● Source text:

-.-.-

Canadian history lists 1972 as the year of the first Canada-Russia hockey series (and some of us remember the screams echoing through the Humanities building when Paul Henderson scored that final goal). For people who arrived at UW that year, though, there are other memories.
"I worked in the cataloguing department of the library," Marina Wan remembers, "and I thought the quality of the UW catalogue was much better than many. Many decisions and practices impressed me, one of them being the decision to convert catalogue records to machine-readable format, when we did not even have a system yet. When the time came, the data was there, and we were ready for the online catalogue."
She can hardly have guessed, though, that 25 years later she'd still be in the UW library -- and heading the Internet Resources Committee that manages the Electronic Library.
The kin department (and the faculty of "human kinetics and leisure studies", now applied health sciences) was scattered over half the campus then, and Thomson's first office was in the basement of Chemistry II. "I wasn't sure what I could contribute,"he says, " but was certain that I would continue learning. What was a five year trail in my mind, has stretched a bit longer."
Also among the 25-year veterans is Vic Neglia of the arts computing office, who came to UW as a student and stuck around to take a job:
The Faculty of Math was not in existence when I started so I enrolled in Science. I became fascinated by the computer and started spending every spare minute in the computer room, which was housed in the Physics building. A 1620 computer was available for anyone to use back then. You could actually get into the room and push its buttons unlike the IBM 740 which could only be accessed via placing your job in trays in the hallway.Progress in computing? For sure: he remembers a plan to buy one megabyte of memory for the central IBM 360 computer, at a cost of $1 a byte: a million dollars. That much memory would cost about $10 nowadays.

-.-.-

● Tasks and exercises:
1. Answer these from the UW memories text:
(a) In which library department did Marina Wan work?
(b) Where was Thomson's first office?
(c) Which building housed the computer room that Vic Neglia spent his spare minutes in?
2. Return the rows word for word, starting with the first row and going on through the line with "259L238 259L244 239L187".
The rows have nothing to do with the UW memories text; they are separate material.

-.-.-

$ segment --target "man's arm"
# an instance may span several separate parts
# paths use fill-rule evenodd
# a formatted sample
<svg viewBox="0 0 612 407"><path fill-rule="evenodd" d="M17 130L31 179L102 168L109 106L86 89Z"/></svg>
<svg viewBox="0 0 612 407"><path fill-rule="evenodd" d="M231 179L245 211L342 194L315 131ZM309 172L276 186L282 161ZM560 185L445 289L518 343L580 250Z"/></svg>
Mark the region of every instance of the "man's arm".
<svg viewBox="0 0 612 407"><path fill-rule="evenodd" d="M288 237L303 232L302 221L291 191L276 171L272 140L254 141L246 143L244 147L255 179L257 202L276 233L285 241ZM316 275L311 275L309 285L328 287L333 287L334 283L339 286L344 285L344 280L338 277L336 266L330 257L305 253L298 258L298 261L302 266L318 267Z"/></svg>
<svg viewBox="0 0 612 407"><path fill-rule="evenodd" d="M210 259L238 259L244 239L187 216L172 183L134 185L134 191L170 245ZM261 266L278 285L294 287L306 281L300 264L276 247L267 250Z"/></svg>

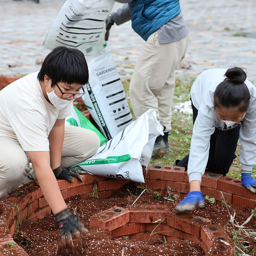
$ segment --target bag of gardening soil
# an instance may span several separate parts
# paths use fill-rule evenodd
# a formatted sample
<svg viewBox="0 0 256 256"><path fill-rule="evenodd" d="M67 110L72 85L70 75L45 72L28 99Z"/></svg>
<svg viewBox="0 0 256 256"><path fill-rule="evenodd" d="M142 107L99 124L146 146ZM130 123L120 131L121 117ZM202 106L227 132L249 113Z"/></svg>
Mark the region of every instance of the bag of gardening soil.
<svg viewBox="0 0 256 256"><path fill-rule="evenodd" d="M50 49L73 46L86 56L97 56L106 45L105 20L113 0L66 0L44 44Z"/></svg>
<svg viewBox="0 0 256 256"><path fill-rule="evenodd" d="M131 124L132 118L111 52L108 48L104 51L88 64L89 81L82 98L108 140Z"/></svg>
<svg viewBox="0 0 256 256"><path fill-rule="evenodd" d="M144 183L141 165L147 170L156 137L163 135L156 112L149 109L73 168L91 174Z"/></svg>
<svg viewBox="0 0 256 256"><path fill-rule="evenodd" d="M82 127L93 131L100 137L100 146L107 141L100 132L75 106L73 113L69 116L66 118L65 124Z"/></svg>

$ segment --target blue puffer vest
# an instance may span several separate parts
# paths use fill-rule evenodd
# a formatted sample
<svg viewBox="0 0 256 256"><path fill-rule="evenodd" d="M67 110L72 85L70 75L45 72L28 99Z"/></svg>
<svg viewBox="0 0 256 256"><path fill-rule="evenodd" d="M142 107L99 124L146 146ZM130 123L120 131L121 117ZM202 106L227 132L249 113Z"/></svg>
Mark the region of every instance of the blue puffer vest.
<svg viewBox="0 0 256 256"><path fill-rule="evenodd" d="M133 0L129 6L132 26L145 41L181 11L179 0Z"/></svg>

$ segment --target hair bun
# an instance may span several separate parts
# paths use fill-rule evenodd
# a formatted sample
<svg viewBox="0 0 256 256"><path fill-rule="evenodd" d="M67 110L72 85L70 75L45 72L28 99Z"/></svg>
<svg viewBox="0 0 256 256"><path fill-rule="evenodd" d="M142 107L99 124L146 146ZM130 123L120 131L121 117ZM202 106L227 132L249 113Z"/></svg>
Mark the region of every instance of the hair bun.
<svg viewBox="0 0 256 256"><path fill-rule="evenodd" d="M241 68L237 67L228 68L226 71L225 76L233 83L242 84L244 83L246 78L245 72Z"/></svg>

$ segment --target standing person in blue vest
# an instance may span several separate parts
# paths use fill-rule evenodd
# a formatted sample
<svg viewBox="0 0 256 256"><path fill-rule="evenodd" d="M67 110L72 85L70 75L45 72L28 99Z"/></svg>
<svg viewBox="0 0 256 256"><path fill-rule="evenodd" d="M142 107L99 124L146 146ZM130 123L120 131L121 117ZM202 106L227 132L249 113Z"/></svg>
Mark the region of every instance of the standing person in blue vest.
<svg viewBox="0 0 256 256"><path fill-rule="evenodd" d="M188 33L179 0L116 0L125 4L106 21L109 29L132 20L134 30L146 41L130 85L132 106L137 118L154 109L164 135L156 140L153 156L169 153L171 107L175 87L174 71L184 58Z"/></svg>

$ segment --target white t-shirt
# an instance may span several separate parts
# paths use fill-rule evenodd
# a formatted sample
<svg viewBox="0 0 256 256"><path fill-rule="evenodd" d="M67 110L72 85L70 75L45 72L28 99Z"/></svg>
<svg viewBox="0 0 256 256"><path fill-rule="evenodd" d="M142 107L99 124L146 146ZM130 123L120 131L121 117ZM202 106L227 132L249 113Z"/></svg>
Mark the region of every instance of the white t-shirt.
<svg viewBox="0 0 256 256"><path fill-rule="evenodd" d="M18 140L25 151L49 151L48 136L57 119L73 110L71 103L60 110L44 98L38 72L12 83L0 91L0 136Z"/></svg>

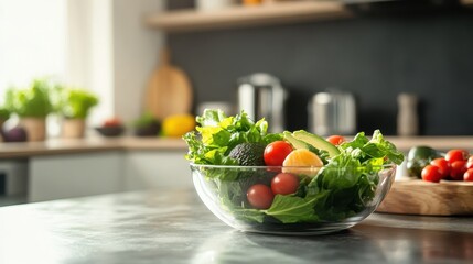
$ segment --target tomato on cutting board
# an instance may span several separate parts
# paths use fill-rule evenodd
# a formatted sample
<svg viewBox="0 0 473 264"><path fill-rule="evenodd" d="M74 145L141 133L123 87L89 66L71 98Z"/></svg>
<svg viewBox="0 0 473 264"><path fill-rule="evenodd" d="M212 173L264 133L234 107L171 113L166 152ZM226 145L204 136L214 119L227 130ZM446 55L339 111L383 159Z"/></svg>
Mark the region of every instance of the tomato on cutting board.
<svg viewBox="0 0 473 264"><path fill-rule="evenodd" d="M439 167L434 165L427 165L422 169L422 179L432 183L439 183L442 179Z"/></svg>
<svg viewBox="0 0 473 264"><path fill-rule="evenodd" d="M447 152L445 160L452 164L456 161L466 161L469 155L469 152L465 150L450 150Z"/></svg>

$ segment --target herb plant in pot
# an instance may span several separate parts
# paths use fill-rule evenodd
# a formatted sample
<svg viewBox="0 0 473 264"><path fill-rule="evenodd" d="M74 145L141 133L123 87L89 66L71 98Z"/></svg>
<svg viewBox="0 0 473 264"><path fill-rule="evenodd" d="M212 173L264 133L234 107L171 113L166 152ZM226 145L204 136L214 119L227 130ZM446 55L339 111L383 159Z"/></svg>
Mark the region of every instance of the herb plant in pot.
<svg viewBox="0 0 473 264"><path fill-rule="evenodd" d="M10 118L10 111L6 108L0 107L0 129L2 128L4 121Z"/></svg>
<svg viewBox="0 0 473 264"><path fill-rule="evenodd" d="M56 89L56 110L62 116L63 138L84 138L86 119L98 97L78 88L58 87Z"/></svg>
<svg viewBox="0 0 473 264"><path fill-rule="evenodd" d="M135 134L138 136L157 136L161 124L152 113L146 112L133 121L133 128Z"/></svg>
<svg viewBox="0 0 473 264"><path fill-rule="evenodd" d="M28 88L7 90L6 108L20 118L28 141L46 139L46 117L53 111L50 90L51 84L46 79L34 79Z"/></svg>

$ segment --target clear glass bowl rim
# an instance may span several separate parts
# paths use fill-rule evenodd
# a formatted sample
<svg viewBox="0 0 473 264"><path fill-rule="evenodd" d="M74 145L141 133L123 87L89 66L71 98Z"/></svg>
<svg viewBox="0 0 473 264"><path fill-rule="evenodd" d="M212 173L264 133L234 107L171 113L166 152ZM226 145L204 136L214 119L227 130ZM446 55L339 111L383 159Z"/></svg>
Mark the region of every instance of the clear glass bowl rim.
<svg viewBox="0 0 473 264"><path fill-rule="evenodd" d="M268 168L275 168L275 169L281 169L281 168L310 168L310 169L316 169L316 168L327 168L326 166L241 166L241 165L209 165L209 164L196 164L196 163L190 163L192 167L202 167L202 168L255 168L255 169L268 169ZM383 164L383 165L370 165L373 168L393 168L397 165L394 163L389 164ZM331 167L330 169L345 169L345 168L353 168L354 166L341 166L341 167ZM356 166L358 168L366 168L366 165ZM355 168L356 168L355 167Z"/></svg>

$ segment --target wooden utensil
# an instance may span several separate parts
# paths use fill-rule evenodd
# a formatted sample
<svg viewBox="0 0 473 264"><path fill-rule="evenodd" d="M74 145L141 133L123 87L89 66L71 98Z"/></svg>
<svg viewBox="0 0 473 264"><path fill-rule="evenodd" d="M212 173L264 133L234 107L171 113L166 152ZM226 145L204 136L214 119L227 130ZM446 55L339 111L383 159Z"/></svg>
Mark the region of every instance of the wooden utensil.
<svg viewBox="0 0 473 264"><path fill-rule="evenodd" d="M171 65L168 48L161 51L159 66L151 75L144 96L146 110L159 120L191 112L191 82L182 69Z"/></svg>
<svg viewBox="0 0 473 264"><path fill-rule="evenodd" d="M473 216L473 183L396 180L377 211L424 216Z"/></svg>

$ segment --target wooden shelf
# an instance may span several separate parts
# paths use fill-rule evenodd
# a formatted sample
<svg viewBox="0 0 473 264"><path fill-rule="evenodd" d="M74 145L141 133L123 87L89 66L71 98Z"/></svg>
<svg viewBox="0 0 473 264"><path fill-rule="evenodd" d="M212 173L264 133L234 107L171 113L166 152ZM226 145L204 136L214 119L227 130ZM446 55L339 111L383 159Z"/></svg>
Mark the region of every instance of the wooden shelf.
<svg viewBox="0 0 473 264"><path fill-rule="evenodd" d="M218 11L179 10L150 15L146 23L166 32L204 31L288 24L353 14L335 1L292 1L256 7L232 7Z"/></svg>

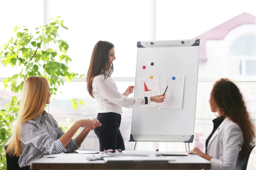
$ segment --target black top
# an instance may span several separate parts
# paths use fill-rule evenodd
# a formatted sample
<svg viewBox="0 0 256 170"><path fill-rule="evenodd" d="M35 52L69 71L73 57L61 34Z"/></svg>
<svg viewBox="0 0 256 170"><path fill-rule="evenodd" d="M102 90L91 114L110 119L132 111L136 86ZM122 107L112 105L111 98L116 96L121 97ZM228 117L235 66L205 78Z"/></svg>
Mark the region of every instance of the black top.
<svg viewBox="0 0 256 170"><path fill-rule="evenodd" d="M208 137L208 138L206 140L206 142L205 142L205 154L207 154L207 148L208 147L208 144L211 139L211 138L214 132L216 131L217 129L220 126L220 125L222 123L222 122L224 120L225 118L223 116L221 116L221 117L218 117L216 118L215 118L213 120L212 120L212 122L213 122L213 129L212 130L212 133Z"/></svg>

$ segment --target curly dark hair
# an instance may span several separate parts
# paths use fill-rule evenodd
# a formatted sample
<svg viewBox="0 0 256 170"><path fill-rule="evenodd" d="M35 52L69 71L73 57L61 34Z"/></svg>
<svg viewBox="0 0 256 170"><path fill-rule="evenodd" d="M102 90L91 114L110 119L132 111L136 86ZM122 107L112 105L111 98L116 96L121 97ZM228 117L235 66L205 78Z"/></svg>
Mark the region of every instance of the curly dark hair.
<svg viewBox="0 0 256 170"><path fill-rule="evenodd" d="M213 85L211 97L223 116L241 128L244 140L242 150L244 148L245 151L250 151L250 144L254 142L255 128L238 87L228 79L221 79Z"/></svg>

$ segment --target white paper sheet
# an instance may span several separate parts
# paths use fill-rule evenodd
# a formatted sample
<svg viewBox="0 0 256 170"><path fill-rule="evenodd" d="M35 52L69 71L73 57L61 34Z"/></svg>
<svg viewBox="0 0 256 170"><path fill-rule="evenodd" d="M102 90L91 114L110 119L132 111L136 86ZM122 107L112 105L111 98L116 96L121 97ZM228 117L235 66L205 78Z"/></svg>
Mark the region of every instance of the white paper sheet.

-.-.-

● Answers by task:
1.
(a) The cataloguing department
(b) In the basement of Chemistry II
(c) The Physics building

2.
$ segment --target "man's arm"
# an instance may span several separate parts
# paths use fill-rule evenodd
# a formatted sample
<svg viewBox="0 0 612 407"><path fill-rule="evenodd" d="M17 130L31 179L102 168L109 106L86 89Z"/></svg>
<svg viewBox="0 0 612 407"><path fill-rule="evenodd" d="M231 179L245 211L342 194L315 131ZM309 172L276 186L282 161ZM560 185L445 289L518 343L580 250Z"/></svg>
Mark the region of every instance of the "man's arm".
<svg viewBox="0 0 612 407"><path fill-rule="evenodd" d="M288 237L303 232L302 221L291 191L276 171L272 140L254 141L246 143L244 147L255 179L257 202L276 233L285 241ZM316 275L311 275L309 285L328 287L333 287L334 283L339 286L344 285L344 280L338 277L336 266L330 257L305 253L298 258L298 261L302 266L318 267Z"/></svg>
<svg viewBox="0 0 612 407"><path fill-rule="evenodd" d="M210 259L238 259L244 239L187 216L172 183L134 185L134 191L170 245ZM261 266L278 285L294 287L306 281L300 264L276 247L267 250Z"/></svg>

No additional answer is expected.